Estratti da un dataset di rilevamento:
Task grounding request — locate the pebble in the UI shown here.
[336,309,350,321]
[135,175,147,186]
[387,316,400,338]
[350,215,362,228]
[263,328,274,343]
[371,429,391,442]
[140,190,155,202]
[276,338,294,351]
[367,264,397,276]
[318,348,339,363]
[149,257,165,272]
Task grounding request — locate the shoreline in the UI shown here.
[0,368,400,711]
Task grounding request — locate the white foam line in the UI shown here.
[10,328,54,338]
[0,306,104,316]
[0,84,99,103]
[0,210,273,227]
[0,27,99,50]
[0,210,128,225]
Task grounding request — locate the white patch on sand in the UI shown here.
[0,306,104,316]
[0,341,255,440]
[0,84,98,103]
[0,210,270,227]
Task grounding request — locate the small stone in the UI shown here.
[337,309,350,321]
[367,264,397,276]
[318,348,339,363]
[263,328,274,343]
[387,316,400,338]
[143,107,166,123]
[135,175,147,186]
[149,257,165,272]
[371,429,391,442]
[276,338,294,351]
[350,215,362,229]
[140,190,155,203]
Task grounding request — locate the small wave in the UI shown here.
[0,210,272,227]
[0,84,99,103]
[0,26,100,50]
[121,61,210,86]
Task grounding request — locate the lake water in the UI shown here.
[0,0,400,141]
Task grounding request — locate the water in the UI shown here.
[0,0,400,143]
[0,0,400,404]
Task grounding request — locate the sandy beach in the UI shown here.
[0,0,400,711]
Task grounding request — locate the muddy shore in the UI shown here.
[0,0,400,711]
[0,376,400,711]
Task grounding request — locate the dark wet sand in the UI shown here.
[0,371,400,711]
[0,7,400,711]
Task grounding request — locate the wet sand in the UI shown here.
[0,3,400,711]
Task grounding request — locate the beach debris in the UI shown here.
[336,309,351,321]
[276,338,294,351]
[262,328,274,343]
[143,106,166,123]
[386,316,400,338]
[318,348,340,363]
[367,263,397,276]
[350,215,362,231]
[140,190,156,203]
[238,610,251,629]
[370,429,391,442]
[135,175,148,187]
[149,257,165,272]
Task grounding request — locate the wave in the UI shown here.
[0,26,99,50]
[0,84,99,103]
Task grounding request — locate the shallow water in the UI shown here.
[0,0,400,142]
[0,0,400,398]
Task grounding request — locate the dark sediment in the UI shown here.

Consegna: Riscrivi tutto ciò che va dall'inizio dei record fino alla riga che contiene "[0,368,400,711]", compresa, mettendo "small rock" al posto di "pebble" e lasciando invariato tutto il resto.

Risposta alla consegna:
Task grounding request — locate the small rock in the UI shown here.
[336,309,350,321]
[135,175,147,186]
[387,316,400,338]
[350,215,362,228]
[263,328,274,343]
[371,429,391,442]
[140,190,155,202]
[276,338,294,351]
[367,264,397,276]
[318,348,339,363]
[149,257,165,272]
Task grounding request — locate the shoreline in the UI shown here.
[0,368,400,711]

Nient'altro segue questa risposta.